(Labeled-object pointing entries)
========================================
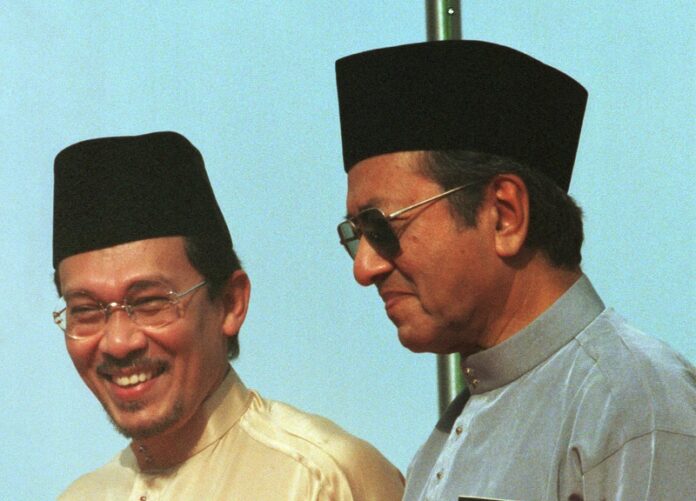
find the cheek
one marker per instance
(81, 353)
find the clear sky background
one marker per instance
(251, 84)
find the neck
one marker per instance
(531, 290)
(175, 445)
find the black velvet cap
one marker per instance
(115, 190)
(460, 95)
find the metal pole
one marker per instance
(444, 22)
(444, 19)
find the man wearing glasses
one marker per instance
(154, 298)
(459, 157)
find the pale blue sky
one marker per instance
(252, 85)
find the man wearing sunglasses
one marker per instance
(459, 157)
(153, 300)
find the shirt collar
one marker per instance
(559, 324)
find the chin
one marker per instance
(145, 428)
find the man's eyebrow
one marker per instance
(134, 287)
(372, 203)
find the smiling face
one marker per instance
(150, 381)
(445, 286)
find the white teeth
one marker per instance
(132, 379)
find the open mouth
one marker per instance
(132, 380)
(134, 376)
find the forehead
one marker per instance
(386, 180)
(114, 267)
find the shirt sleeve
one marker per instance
(658, 465)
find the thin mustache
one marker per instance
(112, 364)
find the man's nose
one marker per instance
(368, 265)
(121, 335)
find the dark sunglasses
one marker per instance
(374, 225)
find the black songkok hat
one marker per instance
(113, 190)
(460, 95)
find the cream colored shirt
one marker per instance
(253, 450)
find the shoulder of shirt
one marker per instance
(315, 441)
(90, 483)
(638, 380)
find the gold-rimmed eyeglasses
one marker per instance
(151, 305)
(374, 225)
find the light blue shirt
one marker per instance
(578, 405)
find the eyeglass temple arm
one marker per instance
(427, 200)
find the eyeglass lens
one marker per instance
(374, 225)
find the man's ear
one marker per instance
(235, 299)
(511, 209)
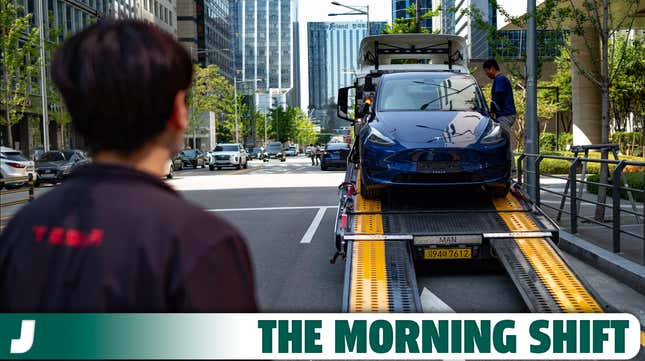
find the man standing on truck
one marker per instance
(114, 237)
(503, 105)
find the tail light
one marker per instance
(16, 165)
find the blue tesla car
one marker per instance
(430, 129)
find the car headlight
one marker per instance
(494, 136)
(377, 137)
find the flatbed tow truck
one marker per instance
(382, 239)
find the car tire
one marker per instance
(498, 190)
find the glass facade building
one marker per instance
(265, 49)
(333, 57)
(399, 11)
(203, 27)
(458, 21)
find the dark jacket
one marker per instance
(113, 239)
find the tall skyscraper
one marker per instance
(265, 54)
(399, 11)
(333, 57)
(455, 19)
(203, 27)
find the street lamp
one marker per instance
(356, 10)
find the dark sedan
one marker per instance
(54, 166)
(192, 158)
(334, 155)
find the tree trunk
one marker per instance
(604, 134)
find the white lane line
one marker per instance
(309, 235)
(267, 209)
(433, 304)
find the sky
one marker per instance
(380, 10)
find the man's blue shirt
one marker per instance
(502, 94)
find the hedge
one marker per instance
(634, 180)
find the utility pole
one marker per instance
(531, 126)
(43, 77)
(417, 17)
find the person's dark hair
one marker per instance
(491, 63)
(119, 79)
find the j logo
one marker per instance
(26, 340)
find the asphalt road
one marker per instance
(286, 213)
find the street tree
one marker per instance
(597, 15)
(20, 59)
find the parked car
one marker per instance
(292, 151)
(229, 155)
(13, 165)
(274, 150)
(256, 153)
(429, 129)
(334, 155)
(193, 158)
(54, 166)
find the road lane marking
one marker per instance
(267, 209)
(430, 303)
(313, 227)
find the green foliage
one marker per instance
(19, 56)
(409, 23)
(634, 180)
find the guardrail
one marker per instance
(574, 191)
(29, 190)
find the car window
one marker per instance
(52, 157)
(436, 92)
(15, 156)
(227, 148)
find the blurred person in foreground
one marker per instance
(114, 237)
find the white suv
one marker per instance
(228, 155)
(13, 165)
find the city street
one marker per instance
(286, 213)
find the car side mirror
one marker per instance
(343, 104)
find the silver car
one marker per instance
(13, 165)
(228, 155)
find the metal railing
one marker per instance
(29, 190)
(574, 191)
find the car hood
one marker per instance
(437, 129)
(56, 164)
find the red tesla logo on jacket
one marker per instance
(59, 236)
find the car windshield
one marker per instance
(227, 148)
(52, 157)
(434, 92)
(15, 156)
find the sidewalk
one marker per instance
(631, 248)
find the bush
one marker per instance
(634, 180)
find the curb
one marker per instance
(626, 271)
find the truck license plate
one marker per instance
(448, 253)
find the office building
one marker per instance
(333, 57)
(266, 51)
(203, 27)
(456, 19)
(399, 8)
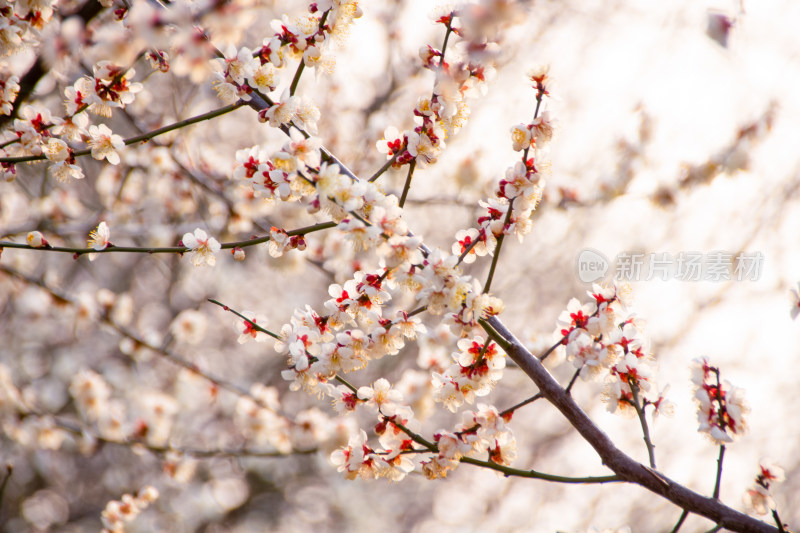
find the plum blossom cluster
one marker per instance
(603, 341)
(518, 194)
(721, 407)
(120, 512)
(446, 111)
(475, 369)
(758, 498)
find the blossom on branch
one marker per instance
(202, 246)
(105, 144)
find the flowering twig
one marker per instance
(250, 322)
(718, 483)
(385, 167)
(6, 479)
(167, 449)
(678, 525)
(624, 466)
(167, 249)
(139, 138)
(496, 254)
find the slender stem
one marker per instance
(346, 383)
(508, 471)
(168, 249)
(407, 186)
(719, 471)
(252, 324)
(167, 354)
(496, 254)
(523, 403)
(678, 525)
(139, 138)
(643, 421)
(385, 166)
(778, 521)
(573, 380)
(302, 65)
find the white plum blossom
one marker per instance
(105, 144)
(202, 246)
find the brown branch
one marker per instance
(621, 464)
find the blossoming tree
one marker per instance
(371, 351)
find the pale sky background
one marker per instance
(612, 64)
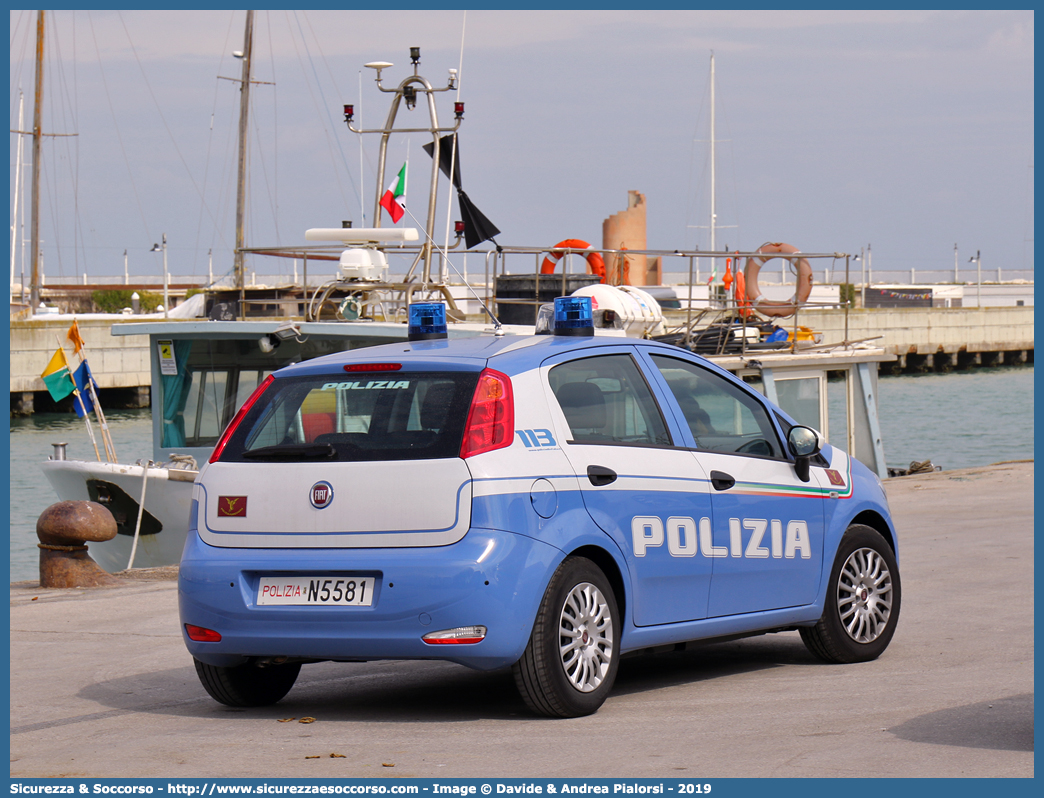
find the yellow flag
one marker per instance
(75, 337)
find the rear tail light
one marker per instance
(458, 636)
(202, 635)
(372, 367)
(216, 454)
(491, 420)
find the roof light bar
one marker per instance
(572, 315)
(427, 321)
========================================
◆ YOUR GOAL ◆
Extract the entries in full, exactly as they are, minus the pictures.

◆ TASK OUTPUT ◆
find the cheek
one marker per instance
(81, 353)
find the clear sky background
one marker per instance
(251, 84)
find the neck
one marker per instance
(531, 290)
(175, 445)
find the black velvet cap
one marker per instance
(115, 190)
(460, 95)
find the metal pole
one marker per instance
(444, 22)
(444, 19)
find the man wearing glasses
one marker per instance
(154, 298)
(459, 157)
find the pale blue sky
one marker per instance
(252, 85)
find the man wearing sunglasses
one marker per instance
(459, 157)
(153, 300)
find the shirt collar
one marker per instance
(559, 324)
find the chin
one marker per instance
(145, 428)
find the man's eyebrow
one marker per instance
(134, 287)
(372, 203)
find the smiling face
one marker per instance
(150, 381)
(445, 286)
find the white teeth
one marker per instance
(132, 379)
find the open mouth
one marker per instance
(132, 380)
(134, 376)
find the forehead
one marker per instance
(386, 180)
(114, 267)
find the shirt sleeve
one marker per instance
(658, 465)
find the thin mustache
one marker per instance
(112, 364)
find the man's nose
one marker per instance
(368, 265)
(121, 335)
find the dark sunglasses
one marker per instance
(374, 225)
find the black songkok hat
one marker per instance
(113, 190)
(460, 95)
find the cream colored shirt
one marker per instance
(253, 450)
find the shoulder of shirt
one marker per instance
(315, 441)
(90, 483)
(638, 380)
find the gold-rimmed eyeglasses
one marker per instance
(151, 305)
(374, 225)
find the light blue shirt
one marker per instance
(578, 405)
find the eyeglass temple arm
one marker per instance
(427, 200)
find the eyeglass lens
one marker per instance
(374, 225)
find the man's ear
one marker per instance
(235, 299)
(511, 209)
find the man standing on truck
one marker per instance
(114, 237)
(503, 105)
find the tail light
one marker per instance
(16, 165)
find the blue tesla car
one marker per instance
(430, 129)
find the car headlight
one marker per instance
(494, 136)
(377, 137)
find the flatbed tow truck
one marker per instance
(382, 239)
find the car tire
one marker per instance
(498, 190)
find the glass facade building
one marker per instance
(265, 49)
(333, 57)
(399, 11)
(203, 27)
(458, 21)
find the dark jacket
one marker per instance
(113, 239)
find the tall skyscraper
one marker per instance
(265, 54)
(399, 11)
(333, 57)
(455, 19)
(203, 27)
find the street lamp
one marker per instance
(356, 10)
find the dark sedan
one marker per instance
(54, 166)
(192, 158)
(334, 155)
find the tree trunk
one marker per instance
(604, 134)
find the white lane line
one marker per instance
(309, 235)
(267, 209)
(433, 304)
find the sky
one marker per instance
(380, 10)
find the man's blue shirt
one marker per instance
(502, 94)
find the hedge
one marker per instance
(634, 180)
find the utility pole
one marker per instance
(531, 126)
(43, 77)
(417, 17)
find the person's dark hair
one marker per instance
(491, 63)
(119, 79)
find the j logo
one marker per instance
(26, 340)
find the asphalt road
one marker per instance
(286, 213)
find the street tree
one marker per instance
(597, 15)
(20, 59)
find the parked car
one marker per instance
(292, 151)
(229, 155)
(13, 165)
(274, 150)
(256, 153)
(429, 129)
(334, 155)
(193, 158)
(54, 166)
find the road lane marking
one marker per instance
(267, 209)
(430, 303)
(313, 227)
find the green foliage
one marker per instance
(19, 56)
(409, 23)
(634, 180)
find the guardrail
one marker per instance
(574, 191)
(29, 190)
find the car window
one marker per instance
(52, 157)
(436, 92)
(15, 156)
(227, 148)
find the blurred person in foreground
one marker per instance
(114, 237)
find the white suv
one marker per instance
(228, 155)
(13, 165)
find the city street
one marker per instance
(286, 213)
find the car side mirror
one marker per instance
(343, 104)
find the silver car
one marker per instance
(13, 165)
(228, 155)
find the metal railing
one marker per instance
(29, 190)
(574, 191)
find the car hood
one marker per instance
(437, 129)
(56, 164)
find the red tesla logo on jacket
one marker per instance
(59, 236)
find the car windshield
one marker per instance
(227, 148)
(52, 157)
(434, 92)
(15, 156)
find the sidewalk
one marker per instance
(631, 248)
find the bush
one marker per instance
(634, 180)
find the curb
one marker per instance
(626, 271)
find the truck license plate
one marker per instance
(448, 253)
find the office building
one marker per instance
(333, 57)
(266, 51)
(203, 27)
(456, 19)
(399, 8)
find the plum blossom cluster
one marker per instance
(603, 341)
(518, 194)
(721, 407)
(120, 512)
(446, 111)
(475, 369)
(758, 498)
find the blossom on branch
one marker per instance
(202, 246)
(105, 144)
find the flowering twig
one marker per instance
(250, 322)
(718, 483)
(385, 167)
(6, 479)
(167, 449)
(678, 525)
(624, 466)
(167, 249)
(139, 138)
(496, 254)
find the slender stem
one marker per instance
(346, 383)
(508, 471)
(168, 249)
(407, 186)
(719, 471)
(252, 324)
(167, 354)
(496, 254)
(523, 403)
(678, 525)
(139, 138)
(643, 421)
(385, 166)
(778, 521)
(573, 380)
(302, 65)
find the white plum blossom
one marker per instance
(105, 144)
(202, 246)
find the brown branch
one marker per instance
(621, 464)
find the blossoming tree
one marker per instance
(371, 351)
find the pale sky background
one marker per instance
(612, 64)
find the yellow flag
one marker per instance
(75, 337)
find the rear tail light
one marker per instance
(458, 636)
(202, 635)
(372, 367)
(216, 454)
(491, 420)
find the roof light bar
one marker per instance
(572, 315)
(427, 321)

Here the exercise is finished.